Excerpt to read:
□ □ □ □
# What exactly is the top place to purchase pc hardware components on line ?



## Dewey79R (Jul 10, 2012)

Need to have a number of strategies for making a new Pc. Any recommendations for on the net shopping pc parts ? 

tia.


----------



## cruzn57 (Jul 10, 2012)

http://www.tigerdirect.com/

watch for specials, fast shipping, good prices,


----------



## havasu (Jul 10, 2012)

This guy is a spammer from Germany. He and his 4 other pseudo names have blasted this same sentence on most of the forums I visit daily.


----------



## Chris (Jul 10, 2012)

No! I don't believe it.


 I usually go to a garage forum to get PC info.


----------



## havasu (Jul 10, 2012)

I know. Do you actually believe it?


----------



## Chris (Jul 11, 2012)

I don't believe anything I don't have first hand experience in or see with my own eyes. Therefore I don't even believe you are human so until we have a beer together you are just another electric friend of Austins.


----------



## havasu (Jul 11, 2012)

Yep, pretty stupid. Now that I temporarily moved into the g/f's house in Ontario, you are what, 35 minutes away?


----------



## Chris (Jul 11, 2012)

If that. You off the 60 near the 15?


----------



## havasu (Jul 11, 2012)

Just north of the 60 off of Mountain.


----------



## Chris (Jul 11, 2012)

Not to far from Bass Pro?


----------



## havasu (Jul 11, 2012)

That is at the 15 and Foothill? About 15 minutes away. I'm 5 minutes from Ontario Airport. With the jets drowning out most talk outside, I believe this house is on the runway.


----------



## Chris (Jul 11, 2012)

Who in their right mind bought a house next to the airport?


----------



## Chris (Jul 11, 2012)

I did the underground at the fresh and easy off of Euclid and the 60.


----------



## havasu (Jul 11, 2012)

Nice. I pass this everyday when headed west on the freeway as that is my exit.


----------



## Chris (Jul 11, 2012)

Do you mind stopping and pouring a couple of bags of concrete in one of the sewer cleanouts?


----------



## havasu (Jul 11, 2012)

Sure, provided I get 50% of this job security!


----------



## Chris (Jul 11, 2012)

Sure Mr. Foreman. You better be good at running a crew.


----------



## havasu (Jul 11, 2012)

Oh, I am. I have my mirrored sunglasses and my side by side shotgun, and love to be called Boss Man!


----------



## Chris (Jul 11, 2012)

That'l do! When can you start?


----------
□ □ □ □
Exercise 1: In the forum thread, how far from Ontario Airport does havasu say the house is?
Exercise 2: From the forum thread, pull out the passage starting with "That is at the" and going on through "to the airport?", copying it word for word.

Information provided:
□ □ □ □
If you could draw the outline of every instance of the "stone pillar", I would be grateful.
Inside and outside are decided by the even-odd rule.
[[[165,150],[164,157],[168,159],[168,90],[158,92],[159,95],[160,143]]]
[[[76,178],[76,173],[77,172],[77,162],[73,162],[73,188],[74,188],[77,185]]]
□ □ □ □
Answer 1: Five minutes.

Answer 2:
That is at the 15 and Foothill? About 15 minutes away. I'm 5 minutes from Ontario Airport. With the jets drowning out most talk outside, I believe this house is on the runway.


----------



## Chris (Jul 11, 2012)

Who in their right mind bought a house next to the airport?